(RECORDS FOR THIS EXERCISE Opens)

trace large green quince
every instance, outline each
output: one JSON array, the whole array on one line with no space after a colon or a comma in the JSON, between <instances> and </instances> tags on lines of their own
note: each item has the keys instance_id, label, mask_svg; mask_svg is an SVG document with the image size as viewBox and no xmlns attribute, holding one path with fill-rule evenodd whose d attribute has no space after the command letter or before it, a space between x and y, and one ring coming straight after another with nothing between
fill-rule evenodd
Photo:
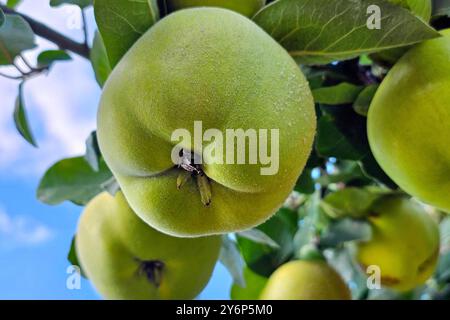
<instances>
[{"instance_id":1,"label":"large green quince","mask_svg":"<svg viewBox=\"0 0 450 320\"><path fill-rule=\"evenodd\" d=\"M260 299L351 300L351 294L341 276L325 261L298 260L275 270Z\"/></svg>"},{"instance_id":2,"label":"large green quince","mask_svg":"<svg viewBox=\"0 0 450 320\"><path fill-rule=\"evenodd\" d=\"M252 17L266 4L266 0L168 0L167 4L172 10L191 7L220 7Z\"/></svg>"},{"instance_id":3,"label":"large green quince","mask_svg":"<svg viewBox=\"0 0 450 320\"><path fill-rule=\"evenodd\" d=\"M450 30L406 53L381 83L368 136L401 188L450 211Z\"/></svg>"},{"instance_id":4,"label":"large green quince","mask_svg":"<svg viewBox=\"0 0 450 320\"><path fill-rule=\"evenodd\" d=\"M195 122L224 136L266 132L270 143L258 149L275 155L278 170L263 174L271 165L261 157L250 163L251 148L239 164L238 140L226 146L218 138L182 141L183 163L175 165L172 134L184 128L198 138ZM307 161L315 128L312 94L294 60L252 21L219 8L177 11L145 33L110 75L98 113L102 154L131 207L181 237L244 230L271 217ZM225 159L228 152L234 159Z\"/></svg>"},{"instance_id":5,"label":"large green quince","mask_svg":"<svg viewBox=\"0 0 450 320\"><path fill-rule=\"evenodd\" d=\"M220 237L180 239L152 229L120 192L94 198L76 236L82 269L106 299L193 299L208 283L220 246Z\"/></svg>"},{"instance_id":6,"label":"large green quince","mask_svg":"<svg viewBox=\"0 0 450 320\"><path fill-rule=\"evenodd\" d=\"M439 257L438 225L423 207L404 196L377 201L369 221L372 238L360 242L357 260L377 266L381 284L408 291L433 274Z\"/></svg>"}]
</instances>

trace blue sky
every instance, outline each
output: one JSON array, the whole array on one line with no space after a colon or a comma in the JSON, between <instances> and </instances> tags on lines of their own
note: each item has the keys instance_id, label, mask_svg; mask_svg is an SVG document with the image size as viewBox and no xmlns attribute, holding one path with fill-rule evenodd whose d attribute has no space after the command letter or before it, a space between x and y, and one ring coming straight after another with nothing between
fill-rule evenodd
<instances>
[{"instance_id":1,"label":"blue sky","mask_svg":"<svg viewBox=\"0 0 450 320\"><path fill-rule=\"evenodd\" d=\"M4 1L1 1L4 2ZM77 7L50 8L49 0L23 0L19 10L73 39L82 40ZM95 22L88 10L92 37ZM51 43L36 39L35 61ZM25 105L39 148L17 134L12 114L18 82L0 77L0 299L98 299L89 282L66 288L66 256L82 208L70 203L40 203L36 187L54 162L84 153L84 141L95 129L100 89L87 60L56 64L47 76L28 81ZM13 72L2 68L4 72ZM231 278L218 264L201 299L227 299Z\"/></svg>"}]
</instances>

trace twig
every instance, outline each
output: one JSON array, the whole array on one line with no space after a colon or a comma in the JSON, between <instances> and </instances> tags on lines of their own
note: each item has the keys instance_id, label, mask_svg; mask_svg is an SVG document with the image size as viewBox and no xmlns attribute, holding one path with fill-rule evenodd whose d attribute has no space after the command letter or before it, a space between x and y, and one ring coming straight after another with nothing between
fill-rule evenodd
<instances>
[{"instance_id":1,"label":"twig","mask_svg":"<svg viewBox=\"0 0 450 320\"><path fill-rule=\"evenodd\" d=\"M87 27L87 19L86 12L84 9L81 9L81 18L83 19L83 34L84 34L84 45L88 47L88 27Z\"/></svg>"},{"instance_id":2,"label":"twig","mask_svg":"<svg viewBox=\"0 0 450 320\"><path fill-rule=\"evenodd\" d=\"M22 75L28 73L28 71L23 70L15 61L12 62L12 65L19 71Z\"/></svg>"},{"instance_id":3,"label":"twig","mask_svg":"<svg viewBox=\"0 0 450 320\"><path fill-rule=\"evenodd\" d=\"M7 79L11 79L11 80L21 80L21 79L23 79L23 76L11 76L11 75L5 74L3 72L0 72L0 76L4 77L4 78L7 78Z\"/></svg>"},{"instance_id":4,"label":"twig","mask_svg":"<svg viewBox=\"0 0 450 320\"><path fill-rule=\"evenodd\" d=\"M25 65L30 69L30 70L35 70L36 68L34 68L27 59L25 59L25 57L22 54L18 55L20 59L22 59L23 63L25 63Z\"/></svg>"},{"instance_id":5,"label":"twig","mask_svg":"<svg viewBox=\"0 0 450 320\"><path fill-rule=\"evenodd\" d=\"M33 18L30 18L29 16L19 13L11 8L8 8L7 6L0 4L0 8L3 10L6 14L17 14L21 16L25 21L28 22L33 32L44 38L47 39L54 44L56 44L59 48L72 51L83 58L89 59L89 47L86 43L79 43L76 42L61 33L51 29L50 27L46 26L45 24L38 22L34 20Z\"/></svg>"}]
</instances>

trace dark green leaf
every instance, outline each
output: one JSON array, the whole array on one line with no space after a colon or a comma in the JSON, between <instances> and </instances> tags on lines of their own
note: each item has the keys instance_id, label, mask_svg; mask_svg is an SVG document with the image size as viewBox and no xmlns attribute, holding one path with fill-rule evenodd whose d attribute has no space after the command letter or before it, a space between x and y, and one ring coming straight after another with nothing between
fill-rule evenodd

(RECORDS FOR THIS EXERCISE Closes)

WHAT TO DO
Please reproduce every entry above exactly, but leave out the pictures.

COMPLETED TASK
trace large green quince
every instance, outline each
output: one JSON array, the whole array on one line with no space after a colon or a comma in the JSON, between <instances> and </instances> tags on lines of their own
note: each item has the keys instance_id, label, mask_svg; mask_svg is an SVG document with the image size as viewBox and no xmlns attribute, holding one path with fill-rule evenodd whose d attribute has no space after the command letter or before it, a space between x and y, and one ring coming straight after another with nothing between
fill-rule evenodd
Photo:
<instances>
[{"instance_id":1,"label":"large green quince","mask_svg":"<svg viewBox=\"0 0 450 320\"><path fill-rule=\"evenodd\" d=\"M260 299L351 300L351 294L341 276L325 261L298 260L275 270Z\"/></svg>"},{"instance_id":2,"label":"large green quince","mask_svg":"<svg viewBox=\"0 0 450 320\"><path fill-rule=\"evenodd\" d=\"M252 17L266 4L266 0L168 0L167 4L172 10L191 7L220 7Z\"/></svg>"},{"instance_id":3,"label":"large green quince","mask_svg":"<svg viewBox=\"0 0 450 320\"><path fill-rule=\"evenodd\" d=\"M450 30L406 53L381 83L368 136L401 188L450 211Z\"/></svg>"},{"instance_id":4,"label":"large green quince","mask_svg":"<svg viewBox=\"0 0 450 320\"><path fill-rule=\"evenodd\" d=\"M195 122L224 136L266 132L270 143L258 149L275 155L278 170L263 174L271 165L261 157L250 163L251 148L239 164L238 140L226 146L218 138L182 141L183 163L175 165L172 134L184 128L198 138ZM307 161L315 128L312 94L294 60L252 21L219 8L177 11L145 33L110 75L98 113L102 154L131 207L181 237L244 230L271 217ZM225 159L228 152L234 159Z\"/></svg>"},{"instance_id":5,"label":"large green quince","mask_svg":"<svg viewBox=\"0 0 450 320\"><path fill-rule=\"evenodd\" d=\"M220 237L180 239L152 229L120 192L94 198L76 236L82 269L106 299L193 299L208 283L220 246Z\"/></svg>"},{"instance_id":6,"label":"large green quince","mask_svg":"<svg viewBox=\"0 0 450 320\"><path fill-rule=\"evenodd\" d=\"M439 257L438 225L423 207L404 196L377 201L369 221L372 238L360 242L357 260L377 266L381 284L408 291L433 274Z\"/></svg>"}]
</instances>

trace blue sky
every instance, outline each
output: one JSON array, the whole array on one line with no space after a colon or a comma in the JSON, between <instances> and </instances> tags on lines of their own
note: each item has the keys instance_id, label, mask_svg; mask_svg is an SVG document with the image size as viewBox and no xmlns attribute, holding one path with fill-rule evenodd whose d attribute has no space after the command letter or before it, a space between x and y, and one ring coming straight after another with nothing between
fill-rule evenodd
<instances>
[{"instance_id":1,"label":"blue sky","mask_svg":"<svg viewBox=\"0 0 450 320\"><path fill-rule=\"evenodd\" d=\"M4 1L1 1L4 2ZM77 7L50 8L49 0L23 0L19 10L73 39L82 40ZM95 22L88 10L92 37ZM51 43L36 39L35 61ZM25 105L39 148L17 134L12 114L18 82L0 77L0 299L98 299L89 282L66 288L66 256L82 208L70 203L40 203L36 187L54 162L84 153L84 141L95 129L100 89L87 60L56 64L47 76L28 81ZM13 72L2 68L4 72ZM231 278L218 264L201 299L227 299Z\"/></svg>"}]
</instances>

trace twig
every instance, outline each
output: one JSON array, the whole array on one line with no space after a colon or a comma in the JSON, between <instances> and </instances> tags on lines of their own
note: each item has the keys instance_id, label, mask_svg; mask_svg is an SVG document with the image size as viewBox and no xmlns attribute, holding one path with fill-rule evenodd whose d attribute has no space after the command letter or before it, a space between x and y, and one ring coming straight after another with nothing between
fill-rule evenodd
<instances>
[{"instance_id":1,"label":"twig","mask_svg":"<svg viewBox=\"0 0 450 320\"><path fill-rule=\"evenodd\" d=\"M87 27L87 19L86 12L84 9L81 9L81 18L83 19L83 34L84 34L84 45L88 47L88 27Z\"/></svg>"},{"instance_id":2,"label":"twig","mask_svg":"<svg viewBox=\"0 0 450 320\"><path fill-rule=\"evenodd\" d=\"M22 75L28 73L28 71L23 70L15 61L12 62L12 65L19 71Z\"/></svg>"},{"instance_id":3,"label":"twig","mask_svg":"<svg viewBox=\"0 0 450 320\"><path fill-rule=\"evenodd\" d=\"M7 79L11 79L11 80L21 80L21 79L23 79L23 76L11 76L11 75L5 74L3 72L0 72L0 76L4 77L4 78L7 78Z\"/></svg>"},{"instance_id":4,"label":"twig","mask_svg":"<svg viewBox=\"0 0 450 320\"><path fill-rule=\"evenodd\" d=\"M25 65L30 69L30 70L35 70L36 68L34 68L27 59L25 59L25 57L22 54L18 55L20 59L22 59L23 63L25 63Z\"/></svg>"},{"instance_id":5,"label":"twig","mask_svg":"<svg viewBox=\"0 0 450 320\"><path fill-rule=\"evenodd\" d=\"M33 18L30 18L29 16L19 13L11 8L8 8L7 6L0 4L0 8L3 10L6 14L17 14L21 16L25 21L28 22L33 32L44 38L47 39L54 44L56 44L59 48L72 51L83 58L89 59L89 47L86 43L79 43L76 42L61 33L51 29L50 27L46 26L45 24L38 22L34 20Z\"/></svg>"}]
</instances>

trace dark green leaf
every instance, outline each
output: one JSON array, the whole array on one line with no space after a colon or a comma in the JSON, between <instances> and </instances> tags on lines of their own
note: each item has the keys instance_id, label, mask_svg; mask_svg is an SVG document with the image size as viewBox and no xmlns attribute, holding one path with fill-rule evenodd whose d attribute has no space after the command letter or before it, a space between x and y, and one ring coming straight after another with nothing between
fill-rule evenodd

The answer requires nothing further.